■ **WAS GEFRAGT IST**: Schreiben Sie aus dem Artikel über die Salzburger Buchhandlungen den Abschnitt zwischen „SALZBURG. Jetzt sperrt“ und „gar nicht schlecht.“, beide eingeschlossen, wortgetreu ab.

■ **AUSGEWÄHLTER TEXT**:
· · · · · · ·
Der Kampf um jeden Leser
Es wird schon lang totgesagt. Und doch verkauft sich das Buch nicht schlecht. Kleine Buchhändler rettet das noch nicht. OnlineRiesen nehmen ihnen mehr weg als nur Leser.
SALZBURG. Jetzt sperrt auch die Dombuchhandlung zu. Nach Alpenverlag, Mora und Hintermayer ist damit eine weitere Buchhandlung in der Salzburger Innenstadt mit Jahresende Geschichte. Trotz persönlichen Einsatzes der Mitarbeiter, Verkleinerung der Verkaufsfläche und Personalreduktion habe man die anhaltenden Verluste nicht in den Griff bekommen, teilte die Erzdiözese als einer der Miteigentümer vergangenen Mittwoch mit.
Ein Sonderfall zwar, weil die Buchhandlung neben Literatur vor allem auf Sachbücher und religiöse Themen gesetzt habe, meint Klaus Seufer-Wasserthal, Obmann des Salzburger Buchhandels und Chef der Rupertus Buchhandlung, und doch symptomatisch für die Branche. „Es wird nicht der letzte kleine Buchhändler sein, der aufgeben muss“, sagt der Branchensprecher. Denn Buchhändler stünden massiv unter Druck. Dabei sind die reinen Verkaufszahlen gar nicht schlecht.
· · · · · · ·
■ **VORLIEGENDES MATERIAL**:
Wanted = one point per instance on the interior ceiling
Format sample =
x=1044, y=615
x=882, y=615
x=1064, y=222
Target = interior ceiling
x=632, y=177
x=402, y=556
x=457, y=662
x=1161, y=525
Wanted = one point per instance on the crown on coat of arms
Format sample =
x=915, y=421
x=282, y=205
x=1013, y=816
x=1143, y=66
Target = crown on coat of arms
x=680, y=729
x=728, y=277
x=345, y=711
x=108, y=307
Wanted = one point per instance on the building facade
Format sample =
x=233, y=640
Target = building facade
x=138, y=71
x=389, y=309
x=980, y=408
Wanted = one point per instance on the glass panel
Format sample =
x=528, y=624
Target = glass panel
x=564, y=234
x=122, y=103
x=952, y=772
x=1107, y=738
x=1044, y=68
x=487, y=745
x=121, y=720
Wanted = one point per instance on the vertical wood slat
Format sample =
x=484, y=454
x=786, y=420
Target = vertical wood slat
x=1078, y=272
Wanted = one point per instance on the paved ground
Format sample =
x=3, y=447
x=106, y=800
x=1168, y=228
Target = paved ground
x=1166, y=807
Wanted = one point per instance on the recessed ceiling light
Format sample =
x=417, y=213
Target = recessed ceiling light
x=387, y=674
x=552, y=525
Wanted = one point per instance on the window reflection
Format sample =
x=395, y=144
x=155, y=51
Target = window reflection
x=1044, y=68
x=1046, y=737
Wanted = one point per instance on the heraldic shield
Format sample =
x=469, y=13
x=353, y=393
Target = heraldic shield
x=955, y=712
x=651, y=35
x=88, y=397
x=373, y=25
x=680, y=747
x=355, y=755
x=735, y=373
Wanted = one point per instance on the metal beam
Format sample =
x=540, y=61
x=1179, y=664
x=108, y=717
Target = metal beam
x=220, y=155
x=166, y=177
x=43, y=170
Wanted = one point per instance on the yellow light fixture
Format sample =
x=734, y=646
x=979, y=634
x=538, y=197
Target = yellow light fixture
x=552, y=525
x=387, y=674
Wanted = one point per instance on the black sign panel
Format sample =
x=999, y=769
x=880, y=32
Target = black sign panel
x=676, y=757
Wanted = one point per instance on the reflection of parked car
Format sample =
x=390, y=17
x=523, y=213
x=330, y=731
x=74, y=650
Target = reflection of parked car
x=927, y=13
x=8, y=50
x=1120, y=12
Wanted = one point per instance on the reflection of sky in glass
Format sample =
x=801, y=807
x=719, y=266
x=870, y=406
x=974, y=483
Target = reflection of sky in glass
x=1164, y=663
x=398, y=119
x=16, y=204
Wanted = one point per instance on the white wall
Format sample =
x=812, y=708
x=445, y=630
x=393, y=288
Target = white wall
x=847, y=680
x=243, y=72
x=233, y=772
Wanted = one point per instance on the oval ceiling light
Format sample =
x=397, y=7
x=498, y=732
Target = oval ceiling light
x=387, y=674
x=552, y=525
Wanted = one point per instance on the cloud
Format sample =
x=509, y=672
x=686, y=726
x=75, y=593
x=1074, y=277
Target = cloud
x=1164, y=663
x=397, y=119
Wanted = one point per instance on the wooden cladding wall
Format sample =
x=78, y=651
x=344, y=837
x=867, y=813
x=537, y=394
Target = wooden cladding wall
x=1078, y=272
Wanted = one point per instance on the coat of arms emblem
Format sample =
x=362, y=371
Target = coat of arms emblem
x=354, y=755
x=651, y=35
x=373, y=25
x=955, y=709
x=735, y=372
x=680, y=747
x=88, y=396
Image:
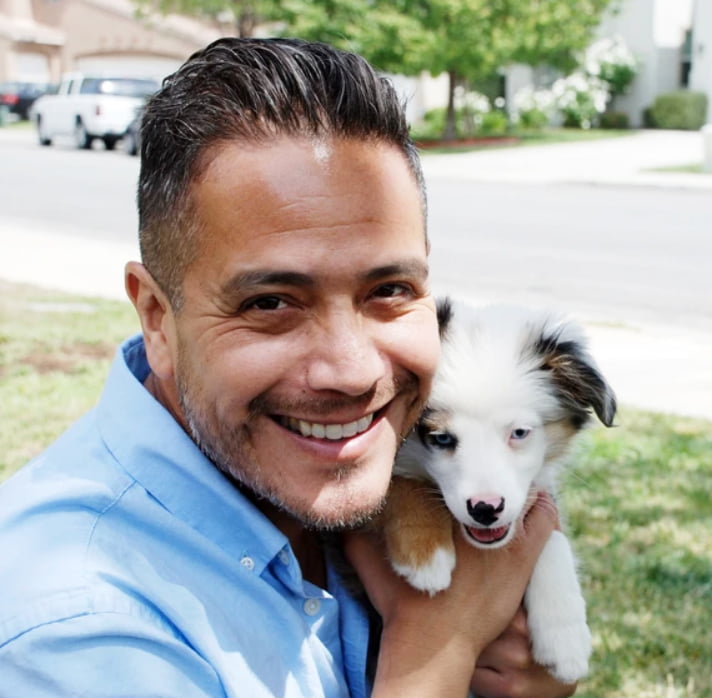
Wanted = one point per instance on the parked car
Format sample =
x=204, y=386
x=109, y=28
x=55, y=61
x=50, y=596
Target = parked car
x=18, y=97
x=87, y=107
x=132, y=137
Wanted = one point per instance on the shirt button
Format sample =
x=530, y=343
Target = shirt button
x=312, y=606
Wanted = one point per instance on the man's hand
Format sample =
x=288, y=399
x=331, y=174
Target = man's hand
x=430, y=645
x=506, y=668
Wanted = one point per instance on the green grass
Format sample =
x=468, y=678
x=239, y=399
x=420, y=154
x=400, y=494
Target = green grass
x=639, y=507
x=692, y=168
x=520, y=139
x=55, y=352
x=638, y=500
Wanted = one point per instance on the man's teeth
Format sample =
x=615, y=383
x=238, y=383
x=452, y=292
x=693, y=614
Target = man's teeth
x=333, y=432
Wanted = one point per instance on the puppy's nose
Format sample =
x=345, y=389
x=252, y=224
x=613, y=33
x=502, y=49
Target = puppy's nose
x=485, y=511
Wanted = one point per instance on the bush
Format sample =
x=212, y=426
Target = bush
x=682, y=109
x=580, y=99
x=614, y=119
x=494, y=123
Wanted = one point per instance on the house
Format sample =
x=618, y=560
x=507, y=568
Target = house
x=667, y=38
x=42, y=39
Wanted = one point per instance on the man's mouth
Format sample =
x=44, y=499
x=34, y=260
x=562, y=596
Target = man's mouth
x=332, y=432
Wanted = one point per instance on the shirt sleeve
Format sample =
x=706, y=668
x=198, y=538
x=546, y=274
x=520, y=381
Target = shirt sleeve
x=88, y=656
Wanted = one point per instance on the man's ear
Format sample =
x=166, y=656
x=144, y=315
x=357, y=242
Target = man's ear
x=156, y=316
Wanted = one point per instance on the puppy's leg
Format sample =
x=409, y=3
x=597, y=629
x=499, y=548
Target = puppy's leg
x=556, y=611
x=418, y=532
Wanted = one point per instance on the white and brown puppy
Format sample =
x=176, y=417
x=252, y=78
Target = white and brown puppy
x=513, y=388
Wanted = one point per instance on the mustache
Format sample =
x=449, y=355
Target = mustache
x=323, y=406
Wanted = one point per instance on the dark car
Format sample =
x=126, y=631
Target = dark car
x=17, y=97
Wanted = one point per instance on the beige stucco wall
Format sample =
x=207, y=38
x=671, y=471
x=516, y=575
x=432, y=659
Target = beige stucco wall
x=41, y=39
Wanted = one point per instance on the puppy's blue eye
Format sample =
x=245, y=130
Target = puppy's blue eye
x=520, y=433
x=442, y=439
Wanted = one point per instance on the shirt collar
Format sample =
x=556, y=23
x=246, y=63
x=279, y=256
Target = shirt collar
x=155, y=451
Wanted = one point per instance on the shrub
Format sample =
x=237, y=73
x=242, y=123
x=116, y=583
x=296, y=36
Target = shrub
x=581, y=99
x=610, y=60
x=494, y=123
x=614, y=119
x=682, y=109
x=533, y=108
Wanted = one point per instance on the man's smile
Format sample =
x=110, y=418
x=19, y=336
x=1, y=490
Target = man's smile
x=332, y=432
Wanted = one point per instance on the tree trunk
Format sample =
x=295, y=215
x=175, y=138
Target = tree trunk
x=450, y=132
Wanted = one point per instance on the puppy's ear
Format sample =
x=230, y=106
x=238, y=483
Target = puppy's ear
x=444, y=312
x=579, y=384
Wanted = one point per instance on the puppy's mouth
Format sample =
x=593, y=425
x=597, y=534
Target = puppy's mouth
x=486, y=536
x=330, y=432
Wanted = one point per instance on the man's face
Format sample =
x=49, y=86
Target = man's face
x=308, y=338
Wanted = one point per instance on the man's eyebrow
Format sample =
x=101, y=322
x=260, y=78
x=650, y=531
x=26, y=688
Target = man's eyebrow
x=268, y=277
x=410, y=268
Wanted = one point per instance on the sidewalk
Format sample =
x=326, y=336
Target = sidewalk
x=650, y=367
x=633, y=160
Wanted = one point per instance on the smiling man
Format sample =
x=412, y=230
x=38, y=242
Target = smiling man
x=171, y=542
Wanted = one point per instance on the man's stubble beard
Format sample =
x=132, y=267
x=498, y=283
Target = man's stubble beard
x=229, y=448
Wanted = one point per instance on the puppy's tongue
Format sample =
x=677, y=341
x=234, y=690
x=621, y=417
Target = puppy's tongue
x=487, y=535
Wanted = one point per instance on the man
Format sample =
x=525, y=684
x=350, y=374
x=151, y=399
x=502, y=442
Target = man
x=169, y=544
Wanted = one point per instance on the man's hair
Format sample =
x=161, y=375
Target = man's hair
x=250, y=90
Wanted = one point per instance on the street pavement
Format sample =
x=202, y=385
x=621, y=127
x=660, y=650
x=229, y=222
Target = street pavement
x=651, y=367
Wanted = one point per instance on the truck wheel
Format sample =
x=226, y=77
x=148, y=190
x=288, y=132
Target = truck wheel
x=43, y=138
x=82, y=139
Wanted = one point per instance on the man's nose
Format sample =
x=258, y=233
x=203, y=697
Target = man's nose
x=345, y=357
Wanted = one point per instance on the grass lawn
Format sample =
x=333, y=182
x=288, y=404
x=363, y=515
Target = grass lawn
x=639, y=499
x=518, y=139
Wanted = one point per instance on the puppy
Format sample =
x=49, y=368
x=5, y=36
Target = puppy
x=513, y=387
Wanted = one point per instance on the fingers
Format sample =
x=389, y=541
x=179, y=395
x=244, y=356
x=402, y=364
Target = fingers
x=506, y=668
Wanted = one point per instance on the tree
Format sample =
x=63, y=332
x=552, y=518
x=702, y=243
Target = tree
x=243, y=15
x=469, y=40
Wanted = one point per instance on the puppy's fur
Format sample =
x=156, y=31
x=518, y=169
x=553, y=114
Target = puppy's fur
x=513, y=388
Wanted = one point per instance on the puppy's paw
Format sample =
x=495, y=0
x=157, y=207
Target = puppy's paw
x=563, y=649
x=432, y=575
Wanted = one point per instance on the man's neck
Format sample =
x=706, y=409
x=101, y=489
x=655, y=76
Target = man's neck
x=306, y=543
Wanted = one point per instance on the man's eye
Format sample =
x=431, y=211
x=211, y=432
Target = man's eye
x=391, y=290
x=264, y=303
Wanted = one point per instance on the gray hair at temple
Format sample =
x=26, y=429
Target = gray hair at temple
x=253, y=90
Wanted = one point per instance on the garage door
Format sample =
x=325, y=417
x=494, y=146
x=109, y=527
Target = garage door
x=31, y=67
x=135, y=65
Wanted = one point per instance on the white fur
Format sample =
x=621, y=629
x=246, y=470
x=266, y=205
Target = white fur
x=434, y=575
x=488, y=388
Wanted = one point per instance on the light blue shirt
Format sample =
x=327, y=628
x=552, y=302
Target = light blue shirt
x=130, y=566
· · · · · · ·
■ **GELÖSTE AUFGABE**:
SALZBURG. Jetzt sperrt auch die Dombuchhandlung zu. Nach Alpenverlag, Mora und Hintermayer ist damit eine weitere Buchhandlung in der Salzburger Innenstadt mit Jahresende Geschichte. Trotz persönlichen Einsatzes der Mitarbeiter, Verkleinerung der Verkaufsfläche und Personalreduktion habe man die anhaltenden Verluste nicht in den Griff bekommen, teilte die Erzdiözese als einer der Miteigentümer vergangenen Mittwoch mit.
Ein Sonderfall zwar, weil die Buchhandlung neben Literatur vor allem auf Sachbücher und religiöse Themen gesetzt habe, meint Klaus Seufer-Wasserthal, Obmann des Salzburger Buchhandels und Chef der Rupertus Buchhandlung, und doch symptomatisch für die Branche. „Es wird nicht der letzte kleine Buchhändler sein, der aufgeben muss“, sagt der Branchensprecher. Denn Buchhändler stünden massiv unter Druck. Dabei sind die reinen Verkaufszahlen gar nicht schlecht.